===== Task input

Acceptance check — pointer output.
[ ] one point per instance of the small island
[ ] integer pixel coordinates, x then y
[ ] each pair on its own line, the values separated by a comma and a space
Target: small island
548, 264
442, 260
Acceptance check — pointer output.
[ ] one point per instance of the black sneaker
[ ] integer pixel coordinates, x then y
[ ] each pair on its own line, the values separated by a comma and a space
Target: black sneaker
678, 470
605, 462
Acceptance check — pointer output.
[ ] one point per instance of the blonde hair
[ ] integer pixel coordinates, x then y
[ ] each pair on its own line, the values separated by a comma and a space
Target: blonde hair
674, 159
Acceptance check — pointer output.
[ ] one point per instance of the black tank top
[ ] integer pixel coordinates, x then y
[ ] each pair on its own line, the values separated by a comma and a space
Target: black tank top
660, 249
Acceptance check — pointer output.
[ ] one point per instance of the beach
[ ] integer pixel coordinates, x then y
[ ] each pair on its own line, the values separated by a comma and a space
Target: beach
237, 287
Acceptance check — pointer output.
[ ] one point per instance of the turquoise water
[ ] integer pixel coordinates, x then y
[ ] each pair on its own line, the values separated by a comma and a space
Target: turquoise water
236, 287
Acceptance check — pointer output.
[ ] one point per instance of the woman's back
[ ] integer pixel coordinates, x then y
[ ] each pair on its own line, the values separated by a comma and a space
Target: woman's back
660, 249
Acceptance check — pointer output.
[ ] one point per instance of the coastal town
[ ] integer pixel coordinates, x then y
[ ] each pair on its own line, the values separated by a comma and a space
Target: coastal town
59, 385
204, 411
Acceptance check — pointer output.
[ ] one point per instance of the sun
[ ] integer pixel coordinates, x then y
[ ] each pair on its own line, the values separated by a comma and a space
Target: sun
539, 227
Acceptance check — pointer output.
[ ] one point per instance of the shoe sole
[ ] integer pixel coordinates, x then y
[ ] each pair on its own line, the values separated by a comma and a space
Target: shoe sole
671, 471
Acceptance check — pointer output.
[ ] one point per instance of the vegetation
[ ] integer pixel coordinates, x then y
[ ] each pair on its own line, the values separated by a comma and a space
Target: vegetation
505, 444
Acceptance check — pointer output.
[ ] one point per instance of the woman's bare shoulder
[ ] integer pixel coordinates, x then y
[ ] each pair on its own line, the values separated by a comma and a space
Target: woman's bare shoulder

==========

The data above should be returned in full, exactly as written.

### Answer space
Acceptance check — pointer output.
[ ] one point per instance of the small island
[ ] integer pixel coordinates, x then y
[ ] each pair on its own line, the values separated by a comma and a space
Target: small island
548, 264
442, 260
Acceptance check — pointer output.
[ ] one point per instance of the black sneaker
[ ] integer pixel coordinates, x then y
[ ] each pair on its own line, the values separated by a comma and a space
Target: black sneaker
678, 470
605, 462
Acceptance check — pointer output.
[ ] one point per instance of the blonde hair
[ ] integer pixel coordinates, x then y
[ ] each pair on its own line, the values separated by a comma and a space
Target: blonde hair
674, 159
Acceptance check — pointer output.
[ ] one point per instance of the black tank top
[ ] integer pixel coordinates, x then y
[ ] each pair on its own line, the values separated by a comma and a space
Target: black tank top
660, 249
Acceptance check — pointer output.
[ ] one point per instance of the beach
[ ] integer pixel coordinates, x then y
[ ] each pair on its own line, the values separated by a comma and a space
Target: beach
237, 287
Acceptance check — pointer output.
[ ] one point per instance of the turquoise water
[ ] integer pixel coordinates, x then y
[ ] each pair on its own line, the values separated by a comma and a space
Target: turquoise water
236, 287
Acceptance check — pointer output.
[ ] one point per instance of the woman's back
[ ] integer pixel coordinates, x then y
[ ] each pair on its own line, the values separated by a comma and a space
Target: woman's back
660, 249
Acceptance check — pointer output.
[ ] one point per instance of the coastal town
[ ] integer pixel coordinates, x then y
[ ] each pair on its own line, the values separated by a comma and a space
Target: coastal town
59, 385
204, 411
Acceptance check — pointer output.
[ ] one point per instance of the sun
[ ] integer pixel coordinates, x then y
[ ] each pair on its own line, the values separated by a comma and a space
Target: sun
539, 227
Acceptance check — pointer output.
[ ] one point per instance of the shoe sole
[ ] integer pixel coordinates, x then y
[ ] each pair on its own line, the values separated by a comma and a space
Target: shoe sole
671, 471
Acceptance check — pointer output.
[ ] one point per instance of the vegetation
[ ] integer pixel coordinates, x then y
[ ] each pair on its own line, the values separated by a comma and a space
Target: vegetation
505, 444
Acceptance check — pointer output.
[ ] one point per instance of the woman's bare shoulder
[ ] integer pixel coordinates, x then y
[ ] each pair on its own line, the values separated by a comma and a space
Target: woman's bare shoulder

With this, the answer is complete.